◆ **Document excerpt**
>> BEGIN

Anyway the second thing I've done that has really helped is this. Each dog is a "troublemaker" for a different reason. Tango is old, so high energy really intimidates her. Bandit likes to herd, so not being in control is difficult for him. Laila is deaf, so certain things startle her. Lily has a very high prey drive, so squirrels, cats, snakes, flying insects, and anything else that happens to move (or not move) is quite distracting.

So I learned how to couple the dogs so they "offset" each other. Laila has a MUCH greater energy level than Lily, BUT she behaves better on-leash (because she's not so distracted by prey-drive). Bandit likes to herd and keep the other dogs in line. Lily and Laila can't be walked on the same side, because Lily feels like she has to "protect" Laila. (Ask me how many walks and how much trial and error it took to figure all this out....). So I walk Lily and Bandit on my left (my dominant hand). Lily is next to me, Bandit is on the outside. If Lily starts to act up, Bandit actually nips at her paws and has helped me to distract her on more than one occasion. I walk Laila and Tango on my right. Laila is extremely well behaved on-lead, because she knows she can trust me. Tango doesn't cause any trouble at all, as long as Laila doesn't freak out. So I basically ignore my right hand, knowing those two will be fine, and I focus on training Bandit and keeping Lily in check with my left hand.

>> END

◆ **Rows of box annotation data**

>> BEGIN

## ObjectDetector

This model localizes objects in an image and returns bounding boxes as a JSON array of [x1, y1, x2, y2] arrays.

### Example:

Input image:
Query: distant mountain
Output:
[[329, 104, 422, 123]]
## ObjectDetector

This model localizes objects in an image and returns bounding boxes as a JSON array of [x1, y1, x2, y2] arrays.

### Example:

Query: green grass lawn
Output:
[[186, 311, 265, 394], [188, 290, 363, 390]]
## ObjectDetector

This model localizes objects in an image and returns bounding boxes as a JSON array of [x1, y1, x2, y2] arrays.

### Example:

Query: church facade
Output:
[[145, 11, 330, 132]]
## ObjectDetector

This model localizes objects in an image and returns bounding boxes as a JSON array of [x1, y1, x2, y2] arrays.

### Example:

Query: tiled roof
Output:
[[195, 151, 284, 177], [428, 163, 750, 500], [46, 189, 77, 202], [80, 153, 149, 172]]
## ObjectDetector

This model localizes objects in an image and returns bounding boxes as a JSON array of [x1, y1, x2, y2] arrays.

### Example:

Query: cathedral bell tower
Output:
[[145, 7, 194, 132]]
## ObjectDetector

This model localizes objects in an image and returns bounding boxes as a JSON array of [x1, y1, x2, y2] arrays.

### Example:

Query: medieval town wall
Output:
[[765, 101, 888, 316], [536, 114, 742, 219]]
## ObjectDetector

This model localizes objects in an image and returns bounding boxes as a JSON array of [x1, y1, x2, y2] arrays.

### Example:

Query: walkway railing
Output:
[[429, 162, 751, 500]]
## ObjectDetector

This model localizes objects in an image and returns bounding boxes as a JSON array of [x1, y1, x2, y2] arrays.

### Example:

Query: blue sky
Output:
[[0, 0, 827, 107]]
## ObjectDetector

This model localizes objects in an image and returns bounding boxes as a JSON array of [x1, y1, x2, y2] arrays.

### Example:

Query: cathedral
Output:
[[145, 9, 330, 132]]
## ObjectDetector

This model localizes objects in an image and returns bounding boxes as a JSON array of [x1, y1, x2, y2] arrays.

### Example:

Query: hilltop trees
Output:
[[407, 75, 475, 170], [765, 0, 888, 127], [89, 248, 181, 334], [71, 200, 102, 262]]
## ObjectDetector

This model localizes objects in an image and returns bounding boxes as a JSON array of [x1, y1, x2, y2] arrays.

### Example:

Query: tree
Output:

>> END

◆ **Required task A**
Can you set down, word for word, the part of the dog-walking post from "Anyway the second" up to and including "is quite distracting."?
◆ **Required task B**
How would you render this sentence from the dog-walking post in Spanish: "Laila is extremely well behaved on-lead, because she knows she can trust me."
◆ **Required task C**
What might the dog-walking post say next? Write a continuation that picks up right after its final sentence.

◆ **Reply A**
Anyway the second thing I've done that has really helped is this. Each dog is a "troublemaker" for a different reason. Tango is old, so high energy really intimidates her. Bandit likes to herd, so not being in control is difficult for him. Laila is deaf, so certain things startle her. Lily has a very high prey drive, so squirrels, cats, snakes, flying insects, and anything else that happens to move (or not move) is quite distracting.

◆ **Reply B**
Laila se porta extremadamente bien con la correa, porque sabe que puede confiar en mí.

◆ **Reply C**
It really did take FOREVER to get the circus (mostly) under control, but once I figured out that different groupings brought about different behavior, it really revolutionized our walks!


----------



## Missy (Nov 6, 2006)

Christy-- I read this today and wanted to respond, but I have been having computer problems at work, and DH has been hogging our computer at home... 

I am so sorry you are having a bad day. but tomorrow will be better. 

I often wonder if we would have two dogs if we got Cash first. and if Cash would be happier if we got him first and he was an only dog. But that being said, although my boys love each other like family, I am not sure they fill each others needs, which means DH and I have to. And right now we are both so busy, we are doing things like just letting them out instead of walking them all the time (Jasper needs a separate walk too_-- taking them to the groomers instead of bathing them, and giving them kongs and bully's when we just want a break. So I totally understand falling off the wagon! and Jasper is has become more moody, and Cash is less cuddly, and what makes it harder, is you just can't say to them, this is only for a little bit kids...we'll be back to normal soon, cause they don't understand. 

Hang in there! oh and by the way...I bought a mailbox today!!!!!!


----------



## good buddy (Feb 20, 2007)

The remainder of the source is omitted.